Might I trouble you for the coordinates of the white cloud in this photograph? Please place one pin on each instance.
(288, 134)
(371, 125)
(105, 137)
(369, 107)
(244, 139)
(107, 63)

### [PROBLEM STATEMENT]
Reproduce every item above word for word.

### [RESPONSE TO THIS TASK]
Might I trouble you for the coordinates of the white cloud in this photograph? Please place one pin on each instance.
(288, 134)
(371, 125)
(105, 137)
(369, 107)
(244, 139)
(107, 63)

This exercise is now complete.